* start RECORD LIST *

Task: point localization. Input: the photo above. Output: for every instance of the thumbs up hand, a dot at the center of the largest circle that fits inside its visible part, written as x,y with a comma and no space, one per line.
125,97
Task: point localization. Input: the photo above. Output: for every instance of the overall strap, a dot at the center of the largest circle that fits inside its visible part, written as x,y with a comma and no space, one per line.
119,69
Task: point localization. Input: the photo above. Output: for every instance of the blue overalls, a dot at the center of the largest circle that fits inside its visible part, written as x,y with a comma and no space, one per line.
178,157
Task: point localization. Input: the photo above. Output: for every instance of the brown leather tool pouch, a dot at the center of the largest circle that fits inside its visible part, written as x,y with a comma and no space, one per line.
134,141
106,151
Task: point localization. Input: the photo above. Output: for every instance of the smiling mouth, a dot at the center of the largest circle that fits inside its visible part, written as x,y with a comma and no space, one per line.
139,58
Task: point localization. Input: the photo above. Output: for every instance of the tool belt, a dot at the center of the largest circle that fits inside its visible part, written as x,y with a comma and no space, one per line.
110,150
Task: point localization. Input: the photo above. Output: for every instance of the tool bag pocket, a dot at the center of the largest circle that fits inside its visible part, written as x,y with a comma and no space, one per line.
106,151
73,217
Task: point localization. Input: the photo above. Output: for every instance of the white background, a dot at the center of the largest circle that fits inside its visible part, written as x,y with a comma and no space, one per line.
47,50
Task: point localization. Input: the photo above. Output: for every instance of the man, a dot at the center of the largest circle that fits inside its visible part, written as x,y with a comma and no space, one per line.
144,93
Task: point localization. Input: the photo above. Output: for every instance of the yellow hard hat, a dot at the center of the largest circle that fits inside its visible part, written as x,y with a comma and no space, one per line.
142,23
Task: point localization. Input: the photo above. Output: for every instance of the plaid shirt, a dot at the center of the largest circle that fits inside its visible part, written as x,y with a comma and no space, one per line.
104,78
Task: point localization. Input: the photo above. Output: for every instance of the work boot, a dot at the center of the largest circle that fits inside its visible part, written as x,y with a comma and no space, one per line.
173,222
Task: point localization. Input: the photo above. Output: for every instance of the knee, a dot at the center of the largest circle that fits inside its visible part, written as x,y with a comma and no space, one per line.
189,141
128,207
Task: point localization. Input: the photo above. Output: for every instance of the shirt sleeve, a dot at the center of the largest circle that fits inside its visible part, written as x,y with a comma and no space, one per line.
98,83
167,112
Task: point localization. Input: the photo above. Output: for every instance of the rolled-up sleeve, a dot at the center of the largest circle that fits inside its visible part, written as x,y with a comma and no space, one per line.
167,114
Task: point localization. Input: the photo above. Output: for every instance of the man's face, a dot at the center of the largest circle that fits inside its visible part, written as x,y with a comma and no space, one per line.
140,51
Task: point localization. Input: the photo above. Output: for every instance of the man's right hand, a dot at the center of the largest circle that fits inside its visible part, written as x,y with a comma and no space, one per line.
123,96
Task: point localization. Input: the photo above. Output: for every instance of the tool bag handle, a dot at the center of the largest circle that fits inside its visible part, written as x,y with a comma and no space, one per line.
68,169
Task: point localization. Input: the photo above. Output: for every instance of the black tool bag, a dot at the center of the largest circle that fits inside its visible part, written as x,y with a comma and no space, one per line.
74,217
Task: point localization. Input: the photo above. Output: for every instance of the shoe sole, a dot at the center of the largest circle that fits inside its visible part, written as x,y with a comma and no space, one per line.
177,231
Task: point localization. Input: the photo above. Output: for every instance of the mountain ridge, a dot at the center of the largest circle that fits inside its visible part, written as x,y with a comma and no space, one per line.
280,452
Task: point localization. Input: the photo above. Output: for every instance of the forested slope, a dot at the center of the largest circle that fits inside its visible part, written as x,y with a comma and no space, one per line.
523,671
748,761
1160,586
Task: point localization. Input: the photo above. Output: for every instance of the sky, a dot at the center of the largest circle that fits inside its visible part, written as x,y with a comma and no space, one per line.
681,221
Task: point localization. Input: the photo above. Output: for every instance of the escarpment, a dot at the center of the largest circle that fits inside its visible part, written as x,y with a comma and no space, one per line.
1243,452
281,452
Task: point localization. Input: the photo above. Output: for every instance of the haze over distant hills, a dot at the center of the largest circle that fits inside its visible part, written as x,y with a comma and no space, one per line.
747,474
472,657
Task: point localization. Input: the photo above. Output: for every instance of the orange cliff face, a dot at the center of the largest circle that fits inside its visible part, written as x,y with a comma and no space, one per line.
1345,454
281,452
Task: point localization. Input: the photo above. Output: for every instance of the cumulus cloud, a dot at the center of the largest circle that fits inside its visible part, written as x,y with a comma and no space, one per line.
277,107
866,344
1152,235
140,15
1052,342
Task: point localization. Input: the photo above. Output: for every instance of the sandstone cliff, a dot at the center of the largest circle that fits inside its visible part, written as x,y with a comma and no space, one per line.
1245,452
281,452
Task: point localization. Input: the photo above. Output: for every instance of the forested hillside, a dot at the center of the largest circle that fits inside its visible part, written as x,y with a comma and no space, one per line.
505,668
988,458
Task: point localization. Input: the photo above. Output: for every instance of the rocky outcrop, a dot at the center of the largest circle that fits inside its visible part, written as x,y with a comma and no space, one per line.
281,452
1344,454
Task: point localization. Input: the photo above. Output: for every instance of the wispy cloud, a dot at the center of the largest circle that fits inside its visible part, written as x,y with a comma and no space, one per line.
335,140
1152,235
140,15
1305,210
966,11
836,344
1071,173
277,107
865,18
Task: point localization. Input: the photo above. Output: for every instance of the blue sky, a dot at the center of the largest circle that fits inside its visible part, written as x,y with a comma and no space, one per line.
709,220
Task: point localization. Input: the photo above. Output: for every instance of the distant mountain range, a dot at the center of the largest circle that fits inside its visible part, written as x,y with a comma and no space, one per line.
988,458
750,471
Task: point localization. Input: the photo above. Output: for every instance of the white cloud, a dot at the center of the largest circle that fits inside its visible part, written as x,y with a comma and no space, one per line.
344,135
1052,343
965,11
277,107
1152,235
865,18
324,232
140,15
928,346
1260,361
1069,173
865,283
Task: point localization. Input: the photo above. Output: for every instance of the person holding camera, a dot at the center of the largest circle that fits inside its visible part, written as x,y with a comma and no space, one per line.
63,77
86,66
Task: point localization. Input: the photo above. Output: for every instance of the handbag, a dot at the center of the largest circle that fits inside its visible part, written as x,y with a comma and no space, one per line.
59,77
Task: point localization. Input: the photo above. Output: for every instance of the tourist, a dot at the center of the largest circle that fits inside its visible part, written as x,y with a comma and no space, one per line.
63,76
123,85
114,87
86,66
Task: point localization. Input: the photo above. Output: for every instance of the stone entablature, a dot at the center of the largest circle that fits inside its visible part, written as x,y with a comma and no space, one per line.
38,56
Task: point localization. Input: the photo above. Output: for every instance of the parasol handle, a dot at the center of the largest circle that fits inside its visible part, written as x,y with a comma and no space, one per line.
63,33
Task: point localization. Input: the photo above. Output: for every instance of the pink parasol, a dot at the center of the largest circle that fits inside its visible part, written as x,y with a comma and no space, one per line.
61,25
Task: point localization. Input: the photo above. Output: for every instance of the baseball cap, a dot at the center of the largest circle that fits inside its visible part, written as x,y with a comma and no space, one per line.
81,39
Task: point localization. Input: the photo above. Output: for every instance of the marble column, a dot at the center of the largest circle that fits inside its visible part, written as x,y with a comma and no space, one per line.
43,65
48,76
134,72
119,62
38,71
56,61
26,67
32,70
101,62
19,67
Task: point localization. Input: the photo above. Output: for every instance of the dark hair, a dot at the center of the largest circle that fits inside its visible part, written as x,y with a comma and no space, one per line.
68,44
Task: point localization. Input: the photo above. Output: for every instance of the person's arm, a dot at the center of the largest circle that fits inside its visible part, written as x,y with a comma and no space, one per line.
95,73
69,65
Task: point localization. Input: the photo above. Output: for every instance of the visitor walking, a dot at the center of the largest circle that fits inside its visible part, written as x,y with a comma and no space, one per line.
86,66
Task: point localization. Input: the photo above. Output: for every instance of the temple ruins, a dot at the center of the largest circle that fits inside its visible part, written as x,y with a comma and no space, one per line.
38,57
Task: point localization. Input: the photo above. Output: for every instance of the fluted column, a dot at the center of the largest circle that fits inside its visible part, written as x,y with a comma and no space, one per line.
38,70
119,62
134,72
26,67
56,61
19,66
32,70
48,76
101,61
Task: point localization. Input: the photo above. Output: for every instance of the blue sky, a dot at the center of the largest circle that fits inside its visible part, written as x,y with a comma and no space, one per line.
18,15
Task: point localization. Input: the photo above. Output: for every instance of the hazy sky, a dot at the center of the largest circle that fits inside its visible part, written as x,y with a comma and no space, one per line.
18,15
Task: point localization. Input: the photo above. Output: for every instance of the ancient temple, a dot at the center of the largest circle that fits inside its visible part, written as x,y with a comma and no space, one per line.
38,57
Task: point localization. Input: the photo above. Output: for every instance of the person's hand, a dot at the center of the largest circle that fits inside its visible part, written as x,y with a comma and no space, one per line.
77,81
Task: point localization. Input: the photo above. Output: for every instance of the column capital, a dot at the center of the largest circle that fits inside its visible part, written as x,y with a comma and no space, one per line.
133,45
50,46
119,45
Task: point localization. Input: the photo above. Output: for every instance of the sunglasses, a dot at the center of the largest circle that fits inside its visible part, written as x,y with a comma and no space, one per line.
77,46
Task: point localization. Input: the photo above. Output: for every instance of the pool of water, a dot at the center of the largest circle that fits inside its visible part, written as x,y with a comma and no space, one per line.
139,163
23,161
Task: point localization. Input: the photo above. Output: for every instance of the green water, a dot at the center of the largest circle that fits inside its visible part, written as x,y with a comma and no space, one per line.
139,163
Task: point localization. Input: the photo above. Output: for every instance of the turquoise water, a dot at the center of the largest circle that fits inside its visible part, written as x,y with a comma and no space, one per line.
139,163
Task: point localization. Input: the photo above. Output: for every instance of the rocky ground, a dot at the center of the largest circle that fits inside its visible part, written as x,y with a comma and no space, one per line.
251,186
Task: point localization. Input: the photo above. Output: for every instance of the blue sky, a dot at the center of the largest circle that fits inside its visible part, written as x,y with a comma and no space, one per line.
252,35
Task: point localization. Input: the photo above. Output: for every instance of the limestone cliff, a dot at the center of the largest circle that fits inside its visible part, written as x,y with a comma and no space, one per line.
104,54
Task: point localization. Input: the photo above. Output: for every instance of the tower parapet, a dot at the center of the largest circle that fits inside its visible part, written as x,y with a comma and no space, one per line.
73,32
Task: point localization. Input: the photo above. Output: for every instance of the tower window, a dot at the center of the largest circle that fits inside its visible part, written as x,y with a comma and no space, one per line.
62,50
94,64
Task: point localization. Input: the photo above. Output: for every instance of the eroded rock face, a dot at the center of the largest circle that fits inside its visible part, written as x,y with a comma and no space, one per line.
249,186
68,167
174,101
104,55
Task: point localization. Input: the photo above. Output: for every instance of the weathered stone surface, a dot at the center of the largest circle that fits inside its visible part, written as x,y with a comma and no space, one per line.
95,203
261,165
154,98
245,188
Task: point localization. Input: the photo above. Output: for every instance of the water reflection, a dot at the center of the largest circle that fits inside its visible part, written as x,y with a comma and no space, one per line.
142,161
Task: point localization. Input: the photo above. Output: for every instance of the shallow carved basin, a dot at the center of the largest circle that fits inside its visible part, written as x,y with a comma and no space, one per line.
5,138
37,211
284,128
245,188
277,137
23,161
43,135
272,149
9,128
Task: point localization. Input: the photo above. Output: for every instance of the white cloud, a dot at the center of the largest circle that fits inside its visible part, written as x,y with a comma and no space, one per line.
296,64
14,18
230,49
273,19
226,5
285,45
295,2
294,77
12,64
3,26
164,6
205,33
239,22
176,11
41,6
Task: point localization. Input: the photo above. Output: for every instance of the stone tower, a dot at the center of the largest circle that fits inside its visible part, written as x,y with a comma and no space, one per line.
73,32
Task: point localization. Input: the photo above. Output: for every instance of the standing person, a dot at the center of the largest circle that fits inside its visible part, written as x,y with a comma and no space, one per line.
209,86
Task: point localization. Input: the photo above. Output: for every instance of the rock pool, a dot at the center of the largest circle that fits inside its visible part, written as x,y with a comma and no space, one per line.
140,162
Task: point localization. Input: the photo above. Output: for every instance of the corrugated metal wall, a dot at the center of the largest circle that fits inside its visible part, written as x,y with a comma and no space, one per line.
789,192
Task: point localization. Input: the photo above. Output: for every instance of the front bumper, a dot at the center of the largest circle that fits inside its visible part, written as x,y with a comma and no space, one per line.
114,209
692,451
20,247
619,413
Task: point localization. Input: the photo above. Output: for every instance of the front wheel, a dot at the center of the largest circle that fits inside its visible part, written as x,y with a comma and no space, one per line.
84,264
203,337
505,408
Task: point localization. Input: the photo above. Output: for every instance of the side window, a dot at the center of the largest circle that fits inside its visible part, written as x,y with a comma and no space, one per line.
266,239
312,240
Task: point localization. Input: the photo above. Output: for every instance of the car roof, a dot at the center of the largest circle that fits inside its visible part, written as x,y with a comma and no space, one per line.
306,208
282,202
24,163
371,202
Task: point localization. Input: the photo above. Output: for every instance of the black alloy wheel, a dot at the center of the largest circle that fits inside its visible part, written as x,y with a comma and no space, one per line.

* end RECORD LIST *

▶ _STATED EXERCISE_: Copy out exactly the lines running from the line with "car roof, a" to the end of the records, inclusive.

▶ _TASK RESPONSE_:
Task: point localization. Input: the photo above. Output: for every instance of the car roof, a dot at the center of the largest circle that fits inside its visible part, written as x,y with a comma and no space, one per line.
306,208
282,202
24,163
371,202
Task: point localization. Input: the photo above. Output: for every instance of the black alloy wheel, a dot at the center of the largest circle that fits inside its visible part, written as x,y with a comma and no space, one per line.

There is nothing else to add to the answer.